SUPPLIED INFORMATION:
################
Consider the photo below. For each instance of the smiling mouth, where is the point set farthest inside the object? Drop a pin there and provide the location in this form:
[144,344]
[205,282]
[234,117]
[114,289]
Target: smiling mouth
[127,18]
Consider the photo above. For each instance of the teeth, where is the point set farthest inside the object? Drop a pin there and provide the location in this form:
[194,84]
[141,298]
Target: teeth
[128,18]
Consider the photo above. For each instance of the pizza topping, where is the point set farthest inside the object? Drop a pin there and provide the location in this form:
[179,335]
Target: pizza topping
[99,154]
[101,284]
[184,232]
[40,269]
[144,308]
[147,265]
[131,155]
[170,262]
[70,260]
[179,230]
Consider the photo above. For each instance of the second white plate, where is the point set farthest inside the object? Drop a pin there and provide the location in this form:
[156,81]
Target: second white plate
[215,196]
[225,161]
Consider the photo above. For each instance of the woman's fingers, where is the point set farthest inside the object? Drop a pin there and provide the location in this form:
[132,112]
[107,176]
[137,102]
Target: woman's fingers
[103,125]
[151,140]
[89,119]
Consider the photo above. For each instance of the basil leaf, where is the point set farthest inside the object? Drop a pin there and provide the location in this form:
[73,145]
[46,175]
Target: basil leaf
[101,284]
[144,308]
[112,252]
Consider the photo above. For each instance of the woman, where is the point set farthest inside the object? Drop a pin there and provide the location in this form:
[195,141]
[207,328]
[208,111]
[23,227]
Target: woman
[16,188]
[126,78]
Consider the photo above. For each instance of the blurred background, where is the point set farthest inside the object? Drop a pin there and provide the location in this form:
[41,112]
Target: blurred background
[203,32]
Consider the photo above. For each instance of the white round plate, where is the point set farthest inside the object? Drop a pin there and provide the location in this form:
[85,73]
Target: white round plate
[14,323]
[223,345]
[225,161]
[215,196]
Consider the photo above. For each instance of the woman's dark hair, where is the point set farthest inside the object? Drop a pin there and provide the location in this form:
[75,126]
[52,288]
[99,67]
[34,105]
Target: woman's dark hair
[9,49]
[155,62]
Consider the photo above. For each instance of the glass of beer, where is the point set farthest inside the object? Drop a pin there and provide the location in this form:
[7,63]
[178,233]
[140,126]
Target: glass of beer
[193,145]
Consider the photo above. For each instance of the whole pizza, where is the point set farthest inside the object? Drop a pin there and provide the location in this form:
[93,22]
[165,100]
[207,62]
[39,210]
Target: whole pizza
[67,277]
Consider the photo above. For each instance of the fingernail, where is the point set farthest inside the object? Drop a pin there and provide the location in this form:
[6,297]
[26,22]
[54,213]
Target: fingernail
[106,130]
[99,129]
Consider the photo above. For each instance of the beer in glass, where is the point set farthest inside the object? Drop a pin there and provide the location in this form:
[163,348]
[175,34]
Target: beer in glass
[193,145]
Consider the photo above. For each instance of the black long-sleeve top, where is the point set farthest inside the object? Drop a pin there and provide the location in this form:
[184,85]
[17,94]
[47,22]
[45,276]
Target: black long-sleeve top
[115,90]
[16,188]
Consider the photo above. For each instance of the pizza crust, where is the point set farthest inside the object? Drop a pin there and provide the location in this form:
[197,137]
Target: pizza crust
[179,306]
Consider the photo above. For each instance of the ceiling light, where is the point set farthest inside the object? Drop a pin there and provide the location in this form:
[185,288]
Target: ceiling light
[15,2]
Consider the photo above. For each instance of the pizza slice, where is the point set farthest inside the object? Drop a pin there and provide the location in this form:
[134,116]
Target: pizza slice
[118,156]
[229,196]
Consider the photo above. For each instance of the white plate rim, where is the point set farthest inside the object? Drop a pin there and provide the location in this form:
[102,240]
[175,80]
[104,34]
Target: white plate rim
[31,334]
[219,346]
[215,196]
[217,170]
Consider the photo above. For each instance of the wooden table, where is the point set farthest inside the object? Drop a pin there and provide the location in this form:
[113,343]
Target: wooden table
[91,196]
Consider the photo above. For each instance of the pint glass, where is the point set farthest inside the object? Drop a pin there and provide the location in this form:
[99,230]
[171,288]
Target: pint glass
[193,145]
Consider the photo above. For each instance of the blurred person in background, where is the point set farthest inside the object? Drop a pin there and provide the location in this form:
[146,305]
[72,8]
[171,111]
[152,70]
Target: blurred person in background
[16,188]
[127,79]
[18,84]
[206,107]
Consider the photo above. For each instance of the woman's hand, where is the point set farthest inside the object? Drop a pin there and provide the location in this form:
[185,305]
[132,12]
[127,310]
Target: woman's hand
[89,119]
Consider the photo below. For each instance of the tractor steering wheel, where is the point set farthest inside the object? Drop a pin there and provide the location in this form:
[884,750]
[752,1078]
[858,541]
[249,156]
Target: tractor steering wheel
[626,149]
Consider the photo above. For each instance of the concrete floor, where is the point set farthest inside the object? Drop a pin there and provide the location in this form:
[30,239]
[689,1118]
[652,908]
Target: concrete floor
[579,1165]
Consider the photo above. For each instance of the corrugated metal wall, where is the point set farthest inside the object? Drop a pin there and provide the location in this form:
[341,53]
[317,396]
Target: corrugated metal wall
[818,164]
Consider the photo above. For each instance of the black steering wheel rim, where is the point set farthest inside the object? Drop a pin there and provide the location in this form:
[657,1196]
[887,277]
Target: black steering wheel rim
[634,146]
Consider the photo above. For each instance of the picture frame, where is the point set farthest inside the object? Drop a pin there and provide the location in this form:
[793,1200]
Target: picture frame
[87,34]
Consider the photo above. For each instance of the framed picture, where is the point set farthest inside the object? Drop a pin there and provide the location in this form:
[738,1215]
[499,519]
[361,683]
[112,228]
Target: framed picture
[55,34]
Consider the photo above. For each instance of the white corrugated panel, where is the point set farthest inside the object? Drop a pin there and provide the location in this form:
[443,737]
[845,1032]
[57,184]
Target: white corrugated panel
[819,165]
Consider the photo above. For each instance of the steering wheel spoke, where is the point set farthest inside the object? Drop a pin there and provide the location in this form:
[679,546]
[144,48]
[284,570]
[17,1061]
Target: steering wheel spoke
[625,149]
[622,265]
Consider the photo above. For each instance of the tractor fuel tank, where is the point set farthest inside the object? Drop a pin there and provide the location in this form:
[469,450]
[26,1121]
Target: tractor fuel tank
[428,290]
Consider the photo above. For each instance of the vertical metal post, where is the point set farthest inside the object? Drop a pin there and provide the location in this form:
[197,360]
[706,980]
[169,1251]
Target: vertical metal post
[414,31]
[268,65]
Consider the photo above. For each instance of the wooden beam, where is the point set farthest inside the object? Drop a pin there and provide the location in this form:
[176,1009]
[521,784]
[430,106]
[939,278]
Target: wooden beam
################
Rewrite every line from the one containing "Consider the photo above. For each instance of the vertical" through the end of the records, requests included, and shift each number in the answer coordinates by -117. Leave the numbers in the requests and their format samples unchanged.

Consider the photo above. For each instance of the vertical metal post, where is the point set farthest inside the object? Drop a pin there and provide the location in this form:
[197,360]
[706,980]
[169,1251]
Target: vertical metal post
[297,-86]
[151,-52]
Consider the photo above. For each instance of the wooden beam, where is the point set farthest inside the object? Drop a pin there and provide the location in this form:
[176,1009]
[521,784]
[430,106]
[939,278]
Target: wooden beam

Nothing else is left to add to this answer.